#### GOAL:
Your task is to copy the listing exactly, with the pictures left out.

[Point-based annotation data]
----
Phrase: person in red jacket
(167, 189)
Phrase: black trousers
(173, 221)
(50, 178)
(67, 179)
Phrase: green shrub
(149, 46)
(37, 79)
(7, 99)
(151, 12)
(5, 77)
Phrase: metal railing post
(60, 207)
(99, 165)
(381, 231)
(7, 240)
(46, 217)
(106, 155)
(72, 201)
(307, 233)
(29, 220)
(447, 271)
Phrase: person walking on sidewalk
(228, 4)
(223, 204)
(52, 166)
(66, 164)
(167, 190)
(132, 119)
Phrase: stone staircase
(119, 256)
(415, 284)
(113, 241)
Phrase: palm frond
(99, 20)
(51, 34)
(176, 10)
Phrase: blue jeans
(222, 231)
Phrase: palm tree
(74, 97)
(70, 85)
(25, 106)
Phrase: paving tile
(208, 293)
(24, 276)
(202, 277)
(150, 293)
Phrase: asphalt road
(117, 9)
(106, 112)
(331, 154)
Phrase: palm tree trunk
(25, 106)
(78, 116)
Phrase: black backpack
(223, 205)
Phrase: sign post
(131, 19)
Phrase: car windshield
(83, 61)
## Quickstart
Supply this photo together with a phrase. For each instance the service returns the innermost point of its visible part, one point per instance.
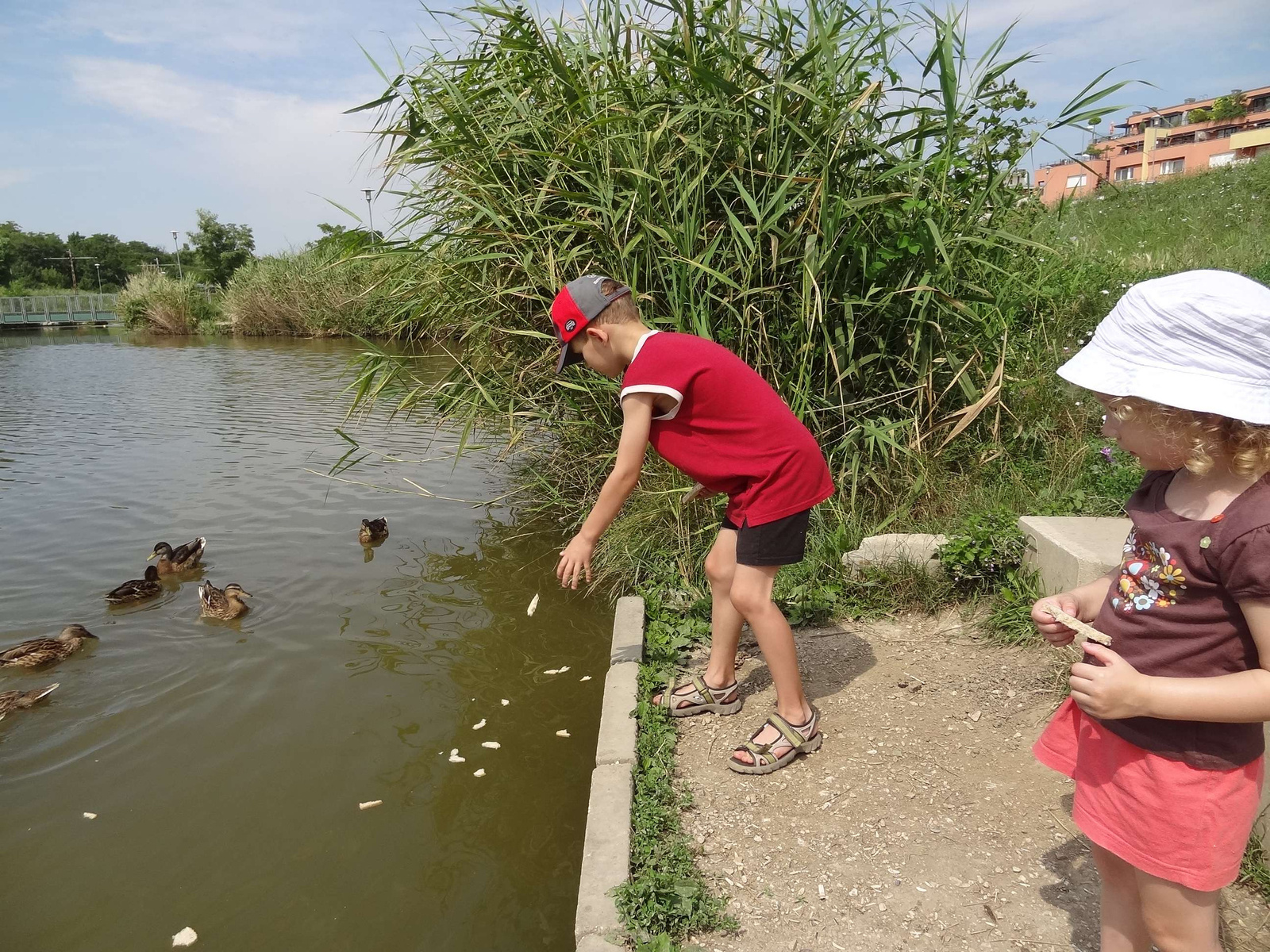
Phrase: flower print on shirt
(1149, 577)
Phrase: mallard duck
(17, 700)
(181, 559)
(137, 589)
(222, 603)
(37, 651)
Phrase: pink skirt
(1162, 816)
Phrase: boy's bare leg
(725, 621)
(752, 597)
(1123, 928)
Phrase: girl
(1162, 731)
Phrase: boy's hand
(575, 562)
(1056, 632)
(1111, 691)
(698, 492)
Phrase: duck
(18, 700)
(181, 559)
(137, 589)
(37, 651)
(222, 603)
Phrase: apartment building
(1151, 145)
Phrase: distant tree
(340, 239)
(220, 249)
(25, 258)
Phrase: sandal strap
(791, 734)
(705, 691)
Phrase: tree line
(35, 262)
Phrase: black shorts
(781, 543)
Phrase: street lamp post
(177, 245)
(370, 213)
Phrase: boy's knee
(719, 569)
(749, 600)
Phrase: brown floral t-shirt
(1174, 612)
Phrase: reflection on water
(225, 761)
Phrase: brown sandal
(800, 739)
(702, 698)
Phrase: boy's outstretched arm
(637, 419)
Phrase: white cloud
(234, 25)
(276, 152)
(13, 177)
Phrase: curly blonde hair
(1206, 437)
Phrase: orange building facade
(1153, 145)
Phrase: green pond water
(226, 761)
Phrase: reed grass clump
(317, 292)
(761, 173)
(158, 302)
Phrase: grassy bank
(162, 304)
(318, 292)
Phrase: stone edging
(607, 848)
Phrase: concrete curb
(607, 847)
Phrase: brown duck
(137, 589)
(37, 651)
(18, 700)
(222, 603)
(181, 559)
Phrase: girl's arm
(637, 420)
(1121, 691)
(1083, 603)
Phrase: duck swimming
(37, 651)
(181, 559)
(222, 603)
(137, 589)
(18, 700)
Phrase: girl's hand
(1113, 691)
(1056, 632)
(575, 562)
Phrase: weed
(984, 551)
(1255, 867)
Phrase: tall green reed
(798, 183)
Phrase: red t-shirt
(729, 431)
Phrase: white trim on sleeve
(639, 344)
(656, 389)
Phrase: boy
(713, 416)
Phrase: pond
(226, 761)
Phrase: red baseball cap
(575, 308)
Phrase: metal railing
(59, 309)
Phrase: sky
(125, 116)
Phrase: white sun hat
(1198, 340)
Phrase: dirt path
(924, 819)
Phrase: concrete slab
(597, 943)
(628, 631)
(606, 852)
(1072, 550)
(616, 744)
(893, 547)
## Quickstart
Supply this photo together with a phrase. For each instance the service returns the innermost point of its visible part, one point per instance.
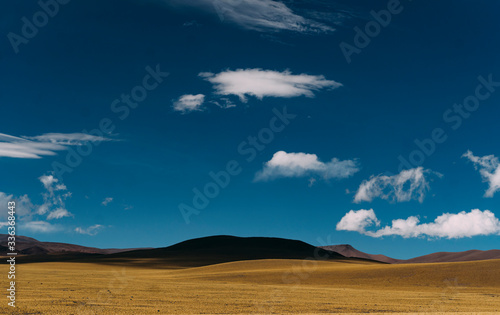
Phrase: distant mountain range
(30, 246)
(470, 255)
(218, 249)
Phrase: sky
(145, 123)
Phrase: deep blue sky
(395, 91)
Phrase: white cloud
(40, 226)
(405, 186)
(447, 225)
(54, 198)
(285, 164)
(68, 138)
(258, 15)
(91, 230)
(489, 168)
(107, 200)
(43, 145)
(266, 83)
(357, 220)
(189, 102)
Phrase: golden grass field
(258, 287)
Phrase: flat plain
(271, 286)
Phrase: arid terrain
(232, 275)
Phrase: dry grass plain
(258, 287)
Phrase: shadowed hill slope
(349, 251)
(30, 246)
(201, 252)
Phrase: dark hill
(220, 249)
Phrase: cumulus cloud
(59, 213)
(258, 15)
(91, 230)
(53, 207)
(43, 145)
(285, 164)
(266, 83)
(405, 186)
(54, 198)
(106, 201)
(447, 225)
(189, 102)
(40, 226)
(489, 168)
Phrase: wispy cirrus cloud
----
#### EXPECTED OUTPUT:
Phrase: person in red jacket
(167, 189)
Phrase: black trousers
(173, 221)
(50, 178)
(67, 179)
Phrase: green shrub
(149, 46)
(37, 79)
(7, 99)
(151, 12)
(5, 77)
Phrase: metal railing post
(60, 207)
(99, 165)
(381, 231)
(7, 240)
(46, 217)
(106, 155)
(72, 201)
(307, 233)
(29, 220)
(447, 271)
Phrase: person walking on sidewalk
(228, 4)
(223, 204)
(52, 166)
(66, 164)
(167, 190)
(132, 119)
Phrase: stone staircase
(119, 256)
(415, 284)
(113, 241)
Phrase: palm frond
(99, 20)
(51, 34)
(176, 10)
Phrase: blue jeans
(222, 231)
Phrase: palm tree
(74, 97)
(70, 85)
(25, 106)
Phrase: paving tile
(208, 293)
(24, 276)
(202, 277)
(150, 293)
Phrase: asphalt road
(117, 9)
(106, 112)
(331, 154)
Phrase: palm tree trunk
(25, 106)
(78, 116)
Phrase: black backpack
(223, 205)
Phrase: sign post
(131, 19)
Phrase: car windshield
(83, 61)
## Quickstart
Supply this photo together with a phrase. For each instance the service returns the innermost point of its visible part, one point per instance.
Phrase: flower print on shirt
(1149, 577)
Phrase: mallard duck
(17, 700)
(181, 559)
(137, 589)
(222, 603)
(37, 651)
Phrase: pink skirt
(1162, 816)
Phrase: boy's bare leg
(725, 621)
(752, 597)
(1123, 928)
Phrase: girl
(1162, 731)
Phrase: boy's hand
(575, 562)
(1056, 632)
(1111, 691)
(698, 492)
Phrase: duck
(18, 700)
(181, 559)
(137, 589)
(37, 651)
(222, 603)
Phrase: apartment building
(1151, 145)
Phrase: distant tree
(340, 239)
(220, 249)
(25, 258)
Phrase: sandal strap
(791, 734)
(705, 691)
Phrase: tree line
(35, 262)
Phrase: black shorts
(781, 543)
Phrase: street lamp post
(177, 245)
(370, 213)
Phrase: boy's knee
(719, 569)
(749, 600)
Phrase: brown floral t-shirt
(1174, 612)
Phrase: reflection on water
(225, 761)
Phrase: brown sandal
(800, 739)
(702, 698)
Phrase: boy's outstretched arm
(637, 419)
Phrase: white cloud
(234, 25)
(276, 152)
(13, 177)
Phrase: curly blonde hair
(1206, 437)
Phrase: orange building facade
(1153, 145)
Phrase: green pond water
(226, 761)
Phrase: reed grass clump
(317, 292)
(761, 173)
(158, 302)
Phrase: grassy bank
(162, 304)
(318, 292)
Phrase: stone edging
(607, 848)
Phrase: concrete curb
(607, 847)
Phrase: brown duck
(137, 589)
(37, 651)
(18, 700)
(222, 603)
(181, 559)
Phrase: girl's arm
(637, 420)
(1121, 691)
(1083, 603)
Phrase: duck swimming
(37, 651)
(181, 559)
(222, 603)
(137, 589)
(18, 700)
Phrase: girl's hand
(1113, 691)
(1056, 632)
(575, 562)
Phrase: weed
(984, 551)
(1255, 867)
Phrase: tall green reed
(798, 183)
Phrase: red t-shirt
(729, 431)
Phrase: white trim on sleeve
(639, 344)
(656, 389)
Phrase: boy
(713, 416)
Phrase: pond
(226, 761)
Phrase: red baseball cap
(575, 308)
Phrase: metal railing
(59, 309)
Phrase: sky
(125, 116)
Phrase: white sun hat
(1198, 340)
Phrase: dirt path
(924, 819)
Phrase: concrete slab
(597, 943)
(628, 631)
(606, 852)
(1072, 550)
(616, 744)
(893, 547)
## Quickstart
Supply this photo together with a phrase. For each instance the service returns the innermost point of its visible part, one point per instance.
Phrase: distant mountain range
(30, 246)
(470, 255)
(218, 249)
Phrase: sky
(145, 123)
Phrase: deep blue sky
(395, 91)
Phrase: white cloud
(40, 226)
(405, 186)
(447, 225)
(54, 198)
(285, 164)
(68, 138)
(258, 15)
(91, 230)
(489, 168)
(107, 200)
(43, 145)
(266, 83)
(357, 220)
(189, 102)
Phrase: golden grass field
(258, 287)
Phrase: flat plain
(271, 286)
Phrase: arid terrain
(232, 275)
Phrase: dry grass plain
(258, 287)
Phrase: shadowed hill slope
(349, 251)
(30, 246)
(201, 252)
Phrase: dark hill
(220, 249)
Phrase: cumulus cloud
(59, 213)
(258, 15)
(91, 230)
(53, 207)
(43, 145)
(285, 164)
(266, 83)
(405, 186)
(54, 198)
(106, 201)
(447, 225)
(189, 102)
(40, 226)
(489, 168)
Phrase: wispy cirrus cloud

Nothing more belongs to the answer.